> **Task instructions**
Reproduce every record below, character by character.
Top of Data extract
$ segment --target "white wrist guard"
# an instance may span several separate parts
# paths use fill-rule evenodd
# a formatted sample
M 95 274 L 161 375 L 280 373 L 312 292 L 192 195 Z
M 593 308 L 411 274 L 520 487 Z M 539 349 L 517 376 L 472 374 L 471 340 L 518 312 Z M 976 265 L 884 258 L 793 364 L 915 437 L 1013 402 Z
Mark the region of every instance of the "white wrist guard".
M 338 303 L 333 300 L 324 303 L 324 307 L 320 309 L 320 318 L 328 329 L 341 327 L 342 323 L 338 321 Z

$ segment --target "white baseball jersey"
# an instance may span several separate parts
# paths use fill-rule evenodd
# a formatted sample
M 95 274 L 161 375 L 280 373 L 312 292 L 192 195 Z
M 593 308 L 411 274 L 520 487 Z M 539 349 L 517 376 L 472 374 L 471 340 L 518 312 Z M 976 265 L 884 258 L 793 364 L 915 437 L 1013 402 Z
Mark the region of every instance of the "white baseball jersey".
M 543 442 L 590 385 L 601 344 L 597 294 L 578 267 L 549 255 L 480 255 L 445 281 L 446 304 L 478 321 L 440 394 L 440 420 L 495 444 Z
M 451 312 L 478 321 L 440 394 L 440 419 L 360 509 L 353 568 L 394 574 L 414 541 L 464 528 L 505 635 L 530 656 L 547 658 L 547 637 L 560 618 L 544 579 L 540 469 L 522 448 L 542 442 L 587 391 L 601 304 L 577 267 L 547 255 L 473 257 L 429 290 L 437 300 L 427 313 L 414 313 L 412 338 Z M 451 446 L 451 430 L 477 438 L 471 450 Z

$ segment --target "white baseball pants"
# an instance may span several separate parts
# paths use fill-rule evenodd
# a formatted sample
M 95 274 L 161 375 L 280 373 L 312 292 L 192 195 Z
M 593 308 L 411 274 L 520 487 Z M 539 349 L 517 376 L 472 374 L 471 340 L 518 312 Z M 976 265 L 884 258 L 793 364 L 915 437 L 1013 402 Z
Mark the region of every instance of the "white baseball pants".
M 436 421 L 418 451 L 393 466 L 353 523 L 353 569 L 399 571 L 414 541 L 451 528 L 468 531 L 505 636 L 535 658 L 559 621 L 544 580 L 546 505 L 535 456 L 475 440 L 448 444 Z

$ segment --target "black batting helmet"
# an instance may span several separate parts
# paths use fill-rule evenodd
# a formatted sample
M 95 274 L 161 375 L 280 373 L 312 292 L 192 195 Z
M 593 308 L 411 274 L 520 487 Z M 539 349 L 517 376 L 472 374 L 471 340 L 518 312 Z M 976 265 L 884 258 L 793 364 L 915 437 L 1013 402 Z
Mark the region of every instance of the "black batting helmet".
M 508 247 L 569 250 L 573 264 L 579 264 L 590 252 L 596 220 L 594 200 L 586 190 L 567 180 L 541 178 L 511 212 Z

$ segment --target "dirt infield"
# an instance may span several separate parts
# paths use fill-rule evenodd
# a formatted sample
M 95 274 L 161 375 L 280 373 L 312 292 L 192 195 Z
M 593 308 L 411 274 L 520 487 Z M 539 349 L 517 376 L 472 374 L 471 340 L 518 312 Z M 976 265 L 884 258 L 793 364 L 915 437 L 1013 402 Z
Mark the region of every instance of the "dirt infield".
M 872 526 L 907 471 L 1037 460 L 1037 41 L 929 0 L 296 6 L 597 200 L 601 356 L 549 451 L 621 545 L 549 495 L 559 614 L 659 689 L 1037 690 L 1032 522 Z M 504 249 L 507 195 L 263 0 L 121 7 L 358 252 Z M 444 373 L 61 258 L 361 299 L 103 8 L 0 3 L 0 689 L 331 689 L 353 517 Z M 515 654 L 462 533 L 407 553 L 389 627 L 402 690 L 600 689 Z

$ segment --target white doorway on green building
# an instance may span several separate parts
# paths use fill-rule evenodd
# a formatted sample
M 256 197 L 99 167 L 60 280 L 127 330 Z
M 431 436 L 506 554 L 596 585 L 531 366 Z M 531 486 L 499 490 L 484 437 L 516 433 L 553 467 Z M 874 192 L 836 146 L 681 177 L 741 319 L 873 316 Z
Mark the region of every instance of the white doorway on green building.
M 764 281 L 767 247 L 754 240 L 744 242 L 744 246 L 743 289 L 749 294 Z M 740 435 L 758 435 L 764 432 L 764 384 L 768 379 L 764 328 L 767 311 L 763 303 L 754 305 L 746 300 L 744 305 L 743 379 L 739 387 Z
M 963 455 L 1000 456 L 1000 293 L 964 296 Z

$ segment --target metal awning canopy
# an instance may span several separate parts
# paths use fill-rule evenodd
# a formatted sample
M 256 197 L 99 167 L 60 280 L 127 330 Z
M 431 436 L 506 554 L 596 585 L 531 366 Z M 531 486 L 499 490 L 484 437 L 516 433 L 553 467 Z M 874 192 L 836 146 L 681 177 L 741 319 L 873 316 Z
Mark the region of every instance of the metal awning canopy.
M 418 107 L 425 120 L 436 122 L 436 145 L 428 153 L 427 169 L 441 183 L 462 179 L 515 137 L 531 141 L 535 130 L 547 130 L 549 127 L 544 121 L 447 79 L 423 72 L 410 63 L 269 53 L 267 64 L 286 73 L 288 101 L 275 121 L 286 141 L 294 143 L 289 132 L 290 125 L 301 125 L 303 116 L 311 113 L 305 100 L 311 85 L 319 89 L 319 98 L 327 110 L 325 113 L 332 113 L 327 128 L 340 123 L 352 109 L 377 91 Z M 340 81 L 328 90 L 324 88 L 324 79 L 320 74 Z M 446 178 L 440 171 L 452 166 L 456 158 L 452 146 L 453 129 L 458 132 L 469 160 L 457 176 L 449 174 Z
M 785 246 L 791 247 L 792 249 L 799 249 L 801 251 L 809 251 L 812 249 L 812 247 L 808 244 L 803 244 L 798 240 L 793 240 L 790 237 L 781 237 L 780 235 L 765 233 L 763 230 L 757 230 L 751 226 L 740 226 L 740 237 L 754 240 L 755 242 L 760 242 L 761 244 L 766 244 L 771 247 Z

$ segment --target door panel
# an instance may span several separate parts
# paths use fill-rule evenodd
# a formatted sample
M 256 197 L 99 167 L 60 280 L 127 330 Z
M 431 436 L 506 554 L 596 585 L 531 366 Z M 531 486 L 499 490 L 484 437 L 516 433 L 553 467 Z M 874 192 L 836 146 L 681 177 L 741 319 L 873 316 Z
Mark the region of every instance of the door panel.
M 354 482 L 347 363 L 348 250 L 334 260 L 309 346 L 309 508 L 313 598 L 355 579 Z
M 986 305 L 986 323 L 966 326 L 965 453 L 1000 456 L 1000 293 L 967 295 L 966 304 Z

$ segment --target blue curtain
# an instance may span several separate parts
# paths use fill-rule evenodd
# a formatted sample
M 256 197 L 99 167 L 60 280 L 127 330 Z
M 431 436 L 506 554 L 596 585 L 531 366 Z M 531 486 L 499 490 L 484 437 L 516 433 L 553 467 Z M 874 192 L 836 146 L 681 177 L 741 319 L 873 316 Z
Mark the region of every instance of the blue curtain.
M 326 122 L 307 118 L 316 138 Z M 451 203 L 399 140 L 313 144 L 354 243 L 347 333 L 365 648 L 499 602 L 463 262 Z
Bottom of Data extract
> **Task result**
$ segment --target "white wrist guard"
# an instance may span several separate parts
# paths use fill-rule evenodd
# a formatted sample
M 95 274 L 161 375 L 280 373 L 312 292 L 192 195 Z
M 593 308 L 411 274 L 520 487 Z M 539 349 L 517 376 L 472 374 L 471 340 L 518 312 Z M 976 265 L 884 258 L 793 364 L 915 437 L 1013 402 Z
Mark the region of every instance of the "white wrist guard".
M 338 303 L 333 300 L 324 303 L 324 307 L 320 309 L 320 318 L 328 329 L 341 327 L 342 323 L 338 321 Z

$ segment --target "white baseball jersey"
# an instance may span several separate parts
# paths use fill-rule evenodd
# a formatted sample
M 95 274 L 161 375 L 280 373 L 312 292 L 192 195 Z
M 593 308 L 411 274 L 520 487 Z M 539 349 L 517 376 L 472 374 L 471 340 L 518 312 Z M 976 265 L 884 258 L 793 364 L 915 437 L 1013 402 Z
Mark the region of every instance of the "white baseball jersey".
M 543 442 L 590 385 L 601 344 L 597 294 L 578 267 L 549 255 L 480 255 L 445 281 L 446 304 L 478 321 L 440 394 L 440 420 L 495 444 Z
M 451 312 L 478 321 L 440 394 L 440 419 L 360 509 L 353 568 L 394 574 L 414 541 L 464 528 L 505 635 L 530 656 L 547 658 L 547 637 L 560 618 L 544 579 L 540 469 L 522 448 L 542 442 L 587 391 L 601 304 L 577 267 L 547 255 L 473 257 L 429 290 L 437 300 L 427 313 L 414 313 L 412 338 Z M 451 446 L 451 430 L 477 438 L 471 450 Z

$ segment --target "white baseball pants"
# an instance may span several separate parts
# paths use fill-rule evenodd
# a formatted sample
M 95 274 L 161 375 L 280 373 L 312 292 L 192 195 Z
M 593 308 L 411 274 L 520 487 Z M 539 349 L 517 376 L 472 374 L 471 340 L 518 312 Z M 976 265 L 884 258 L 793 364 L 915 437 L 1013 402 Z
Mark the region of every instance of the "white baseball pants".
M 436 421 L 418 451 L 393 466 L 353 523 L 353 569 L 399 571 L 414 541 L 451 528 L 468 531 L 505 636 L 535 658 L 559 621 L 544 580 L 546 505 L 535 456 L 475 440 L 448 444 Z

$ segment --target "black batting helmet"
# an instance may span several separate parts
# paths use fill-rule evenodd
# a formatted sample
M 95 274 L 161 375 L 280 373 L 312 292 L 192 195 Z
M 593 308 L 411 274 L 520 487 Z M 539 349 L 517 376 L 472 374 L 471 340 L 518 312 Z M 976 265 L 884 258 L 793 364 L 915 437 L 1013 402 Z
Mark the region of every instance of the "black batting helmet".
M 508 247 L 569 250 L 573 264 L 579 264 L 590 252 L 596 220 L 594 200 L 586 190 L 567 180 L 541 178 L 511 212 Z

$ segment --target "dirt infield"
# an instance may span several separate parts
# paths use fill-rule evenodd
# a formatted sample
M 95 274 L 161 375 L 280 373 L 312 292 L 192 195 Z
M 593 308 L 411 274 L 520 487 Z M 539 349 L 517 376 L 472 374 L 471 340 L 518 312 Z M 976 265 L 884 258 L 793 364 L 915 437 L 1013 402 Z
Mark the region of every instance of the "dirt infield".
M 872 526 L 907 471 L 1037 460 L 1037 41 L 929 0 L 296 6 L 597 200 L 601 356 L 549 451 L 621 545 L 549 495 L 559 614 L 659 689 L 1037 690 L 1032 522 Z M 504 249 L 507 195 L 263 0 L 121 7 L 358 252 Z M 444 373 L 61 258 L 361 299 L 103 8 L 0 3 L 0 689 L 331 689 L 353 517 Z M 515 654 L 462 533 L 407 553 L 389 627 L 402 690 L 600 689 Z

$ segment --target white doorway on green building
# an instance may span several separate parts
# paths use fill-rule evenodd
# a formatted sample
M 256 197 L 99 167 L 60 280 L 127 330 Z
M 431 436 L 506 554 L 596 585 L 531 366 Z M 531 486 L 499 490 L 484 437 L 516 433 L 553 467 Z M 874 192 L 836 146 L 681 177 L 741 319 L 873 316 Z
Mark the region of every instance of the white doorway on green building.
M 764 281 L 767 247 L 754 240 L 744 242 L 744 246 L 743 289 L 749 294 Z M 740 435 L 758 435 L 764 432 L 764 384 L 768 379 L 764 328 L 767 311 L 763 303 L 754 305 L 746 300 L 744 305 L 743 379 L 739 387 Z
M 963 455 L 1000 456 L 1000 293 L 964 296 Z

$ segment --target metal awning canopy
# an instance may span several separate parts
# paths use fill-rule evenodd
# a formatted sample
M 256 197 L 99 167 L 60 280 L 127 330 Z
M 431 436 L 506 554 L 596 585 L 531 366 Z M 531 486 L 499 490 L 484 437 L 516 433 L 553 467 Z M 874 192 L 836 146 L 681 177 L 741 319 L 873 316 Z
Mark the region of every instance of the metal awning canopy.
M 418 107 L 425 120 L 436 122 L 436 145 L 428 153 L 427 169 L 441 183 L 462 179 L 515 137 L 531 141 L 535 130 L 547 130 L 549 127 L 544 121 L 447 79 L 423 72 L 410 63 L 269 53 L 267 64 L 286 73 L 288 101 L 275 121 L 286 141 L 294 143 L 289 132 L 290 125 L 301 125 L 303 116 L 311 113 L 305 100 L 311 85 L 319 89 L 319 98 L 327 110 L 325 113 L 332 113 L 327 128 L 340 123 L 352 109 L 377 91 Z M 340 81 L 328 90 L 324 88 L 324 79 L 320 74 Z M 446 178 L 440 171 L 452 166 L 456 158 L 452 146 L 453 129 L 458 132 L 469 160 L 457 176 L 449 174 Z
M 785 246 L 791 247 L 792 249 L 799 249 L 801 251 L 809 251 L 812 249 L 812 247 L 808 244 L 803 244 L 798 240 L 793 240 L 790 237 L 781 237 L 780 235 L 765 233 L 763 230 L 757 230 L 751 226 L 740 226 L 740 237 L 754 240 L 755 242 L 760 242 L 761 244 L 766 244 L 771 247 Z

$ segment --target door panel
# an instance may span several separate parts
# paths use fill-rule evenodd
# a formatted sample
M 256 197 L 99 167 L 60 280 L 127 330 Z
M 431 436 L 506 554 L 596 585 L 531 366 Z M 531 486 L 499 490 L 484 437 L 516 433 L 553 467 Z M 874 192 L 836 146 L 681 177 L 741 319 L 873 316 Z
Mark the region of every instance of the door panel.
M 354 482 L 347 363 L 348 250 L 334 260 L 309 346 L 309 508 L 313 598 L 355 579 Z
M 986 305 L 986 323 L 966 326 L 965 453 L 1000 456 L 1000 293 L 967 295 L 966 304 Z

$ segment --target blue curtain
# an instance may span several separate parts
# paths use fill-rule evenodd
# a formatted sample
M 256 197 L 99 167 L 60 280 L 127 330 Z
M 431 436 L 506 554 L 596 585 L 531 366 Z M 531 486 L 499 490 L 484 437 L 516 433 L 553 467 Z M 874 192 L 836 146 L 681 177 L 741 319 L 873 316 Z
Mark the region of every instance of the blue curtain.
M 326 122 L 307 118 L 316 138 Z M 451 203 L 399 140 L 313 144 L 354 243 L 347 333 L 365 648 L 499 602 L 463 262 Z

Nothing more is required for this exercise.